STATED PROBLEM: Swap "keypoint" for "dot" everywhere in the listing below, and write the whole listing out again with nothing else changed. Leave out the pictures.

------

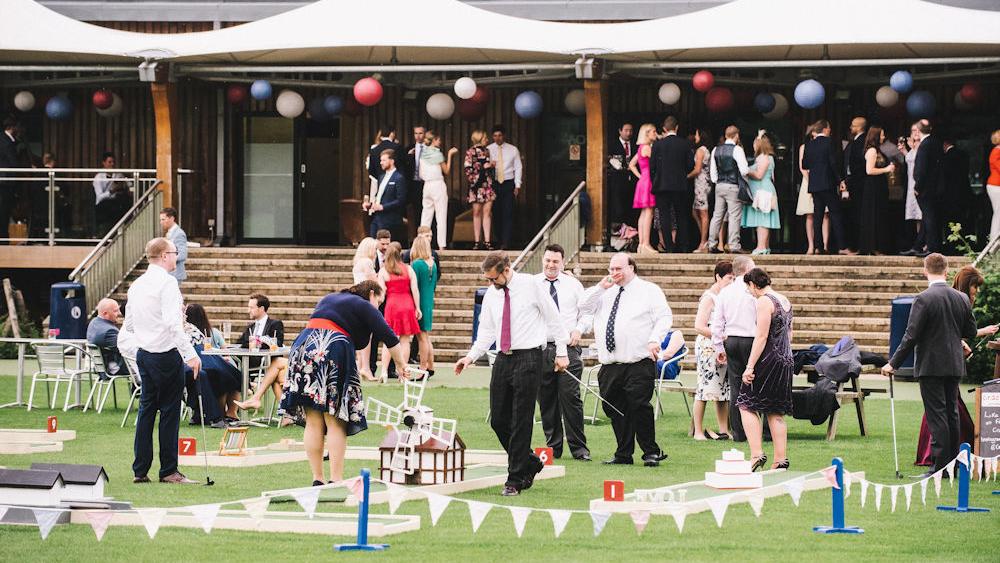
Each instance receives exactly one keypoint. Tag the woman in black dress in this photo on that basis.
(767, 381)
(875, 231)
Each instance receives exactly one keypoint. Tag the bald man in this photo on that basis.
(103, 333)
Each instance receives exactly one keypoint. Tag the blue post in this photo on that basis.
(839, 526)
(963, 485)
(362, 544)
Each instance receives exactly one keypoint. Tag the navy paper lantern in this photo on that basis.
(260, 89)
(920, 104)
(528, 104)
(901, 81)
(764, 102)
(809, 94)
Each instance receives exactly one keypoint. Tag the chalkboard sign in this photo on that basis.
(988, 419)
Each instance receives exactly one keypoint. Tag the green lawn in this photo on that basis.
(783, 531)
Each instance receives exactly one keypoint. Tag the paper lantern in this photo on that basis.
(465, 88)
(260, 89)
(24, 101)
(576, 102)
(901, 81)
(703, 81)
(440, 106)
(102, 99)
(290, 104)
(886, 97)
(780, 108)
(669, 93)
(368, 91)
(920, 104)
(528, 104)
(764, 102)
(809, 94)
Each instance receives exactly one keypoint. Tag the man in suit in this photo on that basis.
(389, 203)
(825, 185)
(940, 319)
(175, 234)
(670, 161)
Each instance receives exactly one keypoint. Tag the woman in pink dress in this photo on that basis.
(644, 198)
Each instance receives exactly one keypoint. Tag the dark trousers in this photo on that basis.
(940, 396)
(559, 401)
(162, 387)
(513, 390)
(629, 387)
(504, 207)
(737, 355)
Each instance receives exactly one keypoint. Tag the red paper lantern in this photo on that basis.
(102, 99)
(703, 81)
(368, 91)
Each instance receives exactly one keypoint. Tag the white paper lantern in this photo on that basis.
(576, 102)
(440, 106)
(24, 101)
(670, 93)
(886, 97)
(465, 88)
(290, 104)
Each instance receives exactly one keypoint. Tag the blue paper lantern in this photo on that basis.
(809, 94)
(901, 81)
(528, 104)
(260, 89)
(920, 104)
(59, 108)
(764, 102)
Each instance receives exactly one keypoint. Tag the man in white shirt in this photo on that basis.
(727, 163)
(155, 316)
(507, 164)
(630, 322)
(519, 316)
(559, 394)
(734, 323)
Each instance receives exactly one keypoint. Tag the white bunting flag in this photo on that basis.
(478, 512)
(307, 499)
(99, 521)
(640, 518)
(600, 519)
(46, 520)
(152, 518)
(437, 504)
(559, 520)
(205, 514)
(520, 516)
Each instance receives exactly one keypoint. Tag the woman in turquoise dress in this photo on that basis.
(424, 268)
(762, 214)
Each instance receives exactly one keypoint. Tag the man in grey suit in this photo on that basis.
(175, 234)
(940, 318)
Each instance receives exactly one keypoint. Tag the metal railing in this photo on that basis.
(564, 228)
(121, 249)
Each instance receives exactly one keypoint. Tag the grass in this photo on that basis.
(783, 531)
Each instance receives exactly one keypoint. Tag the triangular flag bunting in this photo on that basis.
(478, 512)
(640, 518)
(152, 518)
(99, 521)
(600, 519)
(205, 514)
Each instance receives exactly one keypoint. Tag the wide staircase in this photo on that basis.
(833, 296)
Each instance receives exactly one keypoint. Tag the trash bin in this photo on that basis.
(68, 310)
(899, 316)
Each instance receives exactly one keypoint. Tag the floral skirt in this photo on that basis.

------

EXERCISE SOLUTION:
Each instance receives exactly one dot. Tag the woman in black dress in this photo on that basis.
(767, 381)
(875, 231)
Each instance receives exactly one dot. Tag the bald man in this photo on that basis.
(103, 333)
Each instance receives exactly one dot. Tag the blue post in this photo on that basis.
(839, 526)
(963, 485)
(362, 544)
Each instance receives exactly one dot. Tag the navy paper lantern in this photo on that basis.
(260, 89)
(920, 104)
(528, 104)
(901, 81)
(764, 102)
(809, 94)
Each instance receives exactly one dot. Tag the chalkboard sign in this photo on that basis.
(988, 419)
Each instance receives exactly one dot. Tag the green lawn in this photo on that basis.
(783, 531)
Each instance receives exactly one dot. Tag the paper lantern in this photo on that basis.
(465, 88)
(260, 89)
(24, 101)
(576, 102)
(901, 81)
(703, 81)
(440, 106)
(102, 99)
(290, 104)
(886, 97)
(780, 108)
(669, 93)
(368, 91)
(920, 104)
(528, 104)
(764, 102)
(809, 94)
Each instance receives exactly one dot. Tag the man in suit in this photo on that basis.
(389, 203)
(825, 185)
(940, 319)
(175, 234)
(670, 161)
Each instance receives exactly one dot. Tag the woman in pink dress in this photo on that basis.
(644, 198)
Each instance receives exactly one dot. Tag the dark trousers in this photo on that basis.
(940, 396)
(559, 401)
(162, 387)
(513, 390)
(629, 387)
(504, 207)
(737, 355)
Each instance receives exactly one dot. Tag the red paper lantern in this photo on that basis.
(102, 99)
(703, 81)
(368, 91)
Each instance receives exactly one dot. Tag the white paper lantern in this photo on that basis.
(576, 102)
(440, 106)
(24, 101)
(670, 93)
(886, 97)
(465, 88)
(290, 104)
Each instance receives exactly one dot. Tag the blue paper lantern in this photo on that basis.
(809, 94)
(901, 81)
(528, 104)
(260, 89)
(920, 104)
(59, 108)
(764, 102)
Each instance receives exactly one dot. Tag the man in white shirt in this photo on that basis.
(727, 163)
(155, 316)
(507, 164)
(630, 322)
(519, 316)
(559, 394)
(734, 323)
Each instance receives exactly one dot. Tag the white bunting flag in this photo on that basis.
(478, 512)
(307, 499)
(99, 521)
(640, 518)
(600, 519)
(46, 520)
(152, 518)
(437, 504)
(559, 520)
(205, 514)
(520, 516)
Each instance receives exactly one dot. Tag the woman in turquoise dress in this photo on that basis.
(424, 268)
(762, 214)
Each instance receives exactly one dot. Tag the man in grey suit in this photo on that basis.
(175, 234)
(940, 318)
Each instance receives exactly one dot. Tag the metal railing in this photo on that basis.
(564, 228)
(121, 249)
Each instance receives exactly one dot. Tag the grass in this photo on that basis.
(783, 531)
Each instance receives exactly one dot. Tag the triangular flag bunting in this photo on that basis.
(478, 512)
(640, 518)
(152, 518)
(99, 521)
(600, 519)
(205, 514)
Each instance receives exactly one dot. Tag the wide staircase in this photo on that basis.
(833, 296)
Each instance receives exactly one dot. Tag the trash bin in this photo on that basis.
(68, 310)
(899, 316)
Each instance receives exactly one dot. Tag the floral skirt in this photo on that basis.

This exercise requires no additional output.